##### Supplied records #####
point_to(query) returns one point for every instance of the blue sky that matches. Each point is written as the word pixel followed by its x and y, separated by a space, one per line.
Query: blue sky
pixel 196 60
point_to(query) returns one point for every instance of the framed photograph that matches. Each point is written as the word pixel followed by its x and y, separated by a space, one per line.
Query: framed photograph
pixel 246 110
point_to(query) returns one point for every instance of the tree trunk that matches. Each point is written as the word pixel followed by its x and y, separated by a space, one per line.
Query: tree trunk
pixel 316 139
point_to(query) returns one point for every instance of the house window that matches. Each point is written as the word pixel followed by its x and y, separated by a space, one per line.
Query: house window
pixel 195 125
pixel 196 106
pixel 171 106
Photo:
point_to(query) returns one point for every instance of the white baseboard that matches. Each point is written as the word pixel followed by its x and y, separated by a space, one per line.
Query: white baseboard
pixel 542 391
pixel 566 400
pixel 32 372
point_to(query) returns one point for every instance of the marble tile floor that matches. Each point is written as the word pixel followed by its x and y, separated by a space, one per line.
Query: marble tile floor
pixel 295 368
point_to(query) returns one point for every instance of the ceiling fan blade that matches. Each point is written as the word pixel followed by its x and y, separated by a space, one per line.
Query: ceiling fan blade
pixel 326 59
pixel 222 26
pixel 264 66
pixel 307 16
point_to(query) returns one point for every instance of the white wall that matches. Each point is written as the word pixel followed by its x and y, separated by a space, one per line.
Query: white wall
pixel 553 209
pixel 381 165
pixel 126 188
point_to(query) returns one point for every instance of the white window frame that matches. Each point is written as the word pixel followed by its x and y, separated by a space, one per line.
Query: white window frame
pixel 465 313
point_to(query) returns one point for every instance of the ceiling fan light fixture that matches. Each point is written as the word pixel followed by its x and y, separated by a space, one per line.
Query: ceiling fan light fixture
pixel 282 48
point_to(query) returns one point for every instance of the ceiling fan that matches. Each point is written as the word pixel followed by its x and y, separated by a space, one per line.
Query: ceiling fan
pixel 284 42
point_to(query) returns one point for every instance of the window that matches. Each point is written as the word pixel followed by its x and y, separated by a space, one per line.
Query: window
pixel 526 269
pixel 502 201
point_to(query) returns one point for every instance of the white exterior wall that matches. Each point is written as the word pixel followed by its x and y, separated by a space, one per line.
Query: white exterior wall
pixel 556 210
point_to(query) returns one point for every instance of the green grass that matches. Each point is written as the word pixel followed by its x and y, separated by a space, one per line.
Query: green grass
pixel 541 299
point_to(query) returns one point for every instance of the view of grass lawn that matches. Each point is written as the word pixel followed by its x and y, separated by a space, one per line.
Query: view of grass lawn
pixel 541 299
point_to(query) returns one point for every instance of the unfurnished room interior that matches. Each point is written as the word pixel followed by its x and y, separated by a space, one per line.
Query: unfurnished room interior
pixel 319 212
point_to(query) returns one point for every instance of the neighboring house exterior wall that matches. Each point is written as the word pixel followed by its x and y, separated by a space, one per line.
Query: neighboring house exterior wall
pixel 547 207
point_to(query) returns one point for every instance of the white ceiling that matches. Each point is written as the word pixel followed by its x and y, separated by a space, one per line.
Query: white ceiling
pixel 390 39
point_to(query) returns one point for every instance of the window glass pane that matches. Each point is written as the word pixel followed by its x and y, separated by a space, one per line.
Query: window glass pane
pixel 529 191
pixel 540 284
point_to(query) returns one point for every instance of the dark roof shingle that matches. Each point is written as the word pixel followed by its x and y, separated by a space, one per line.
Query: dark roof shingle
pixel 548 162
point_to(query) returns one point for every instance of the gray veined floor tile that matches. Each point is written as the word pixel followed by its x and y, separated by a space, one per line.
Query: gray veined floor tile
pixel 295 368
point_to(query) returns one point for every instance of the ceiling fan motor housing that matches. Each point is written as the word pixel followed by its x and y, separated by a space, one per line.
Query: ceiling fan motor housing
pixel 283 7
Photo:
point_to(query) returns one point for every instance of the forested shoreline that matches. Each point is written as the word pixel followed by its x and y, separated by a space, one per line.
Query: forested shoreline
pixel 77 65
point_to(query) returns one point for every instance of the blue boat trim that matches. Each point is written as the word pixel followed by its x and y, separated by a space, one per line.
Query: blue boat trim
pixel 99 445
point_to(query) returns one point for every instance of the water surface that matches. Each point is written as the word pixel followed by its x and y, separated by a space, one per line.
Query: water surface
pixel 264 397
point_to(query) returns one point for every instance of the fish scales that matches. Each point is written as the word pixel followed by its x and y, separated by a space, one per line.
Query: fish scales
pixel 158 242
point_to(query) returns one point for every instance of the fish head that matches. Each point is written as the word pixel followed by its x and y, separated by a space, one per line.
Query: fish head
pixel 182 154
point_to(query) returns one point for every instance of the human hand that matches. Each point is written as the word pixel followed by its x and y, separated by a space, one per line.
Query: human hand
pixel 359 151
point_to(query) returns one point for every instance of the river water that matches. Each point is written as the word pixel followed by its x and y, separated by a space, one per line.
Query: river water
#####
### Task to complete
Look through the data and show every line containing "river".

### Response to this task
point_to(query) returns one point for every instance of the river water that matches. Each point is written as the word pixel followed by its x and y, separated by a space, one per line.
Query: river water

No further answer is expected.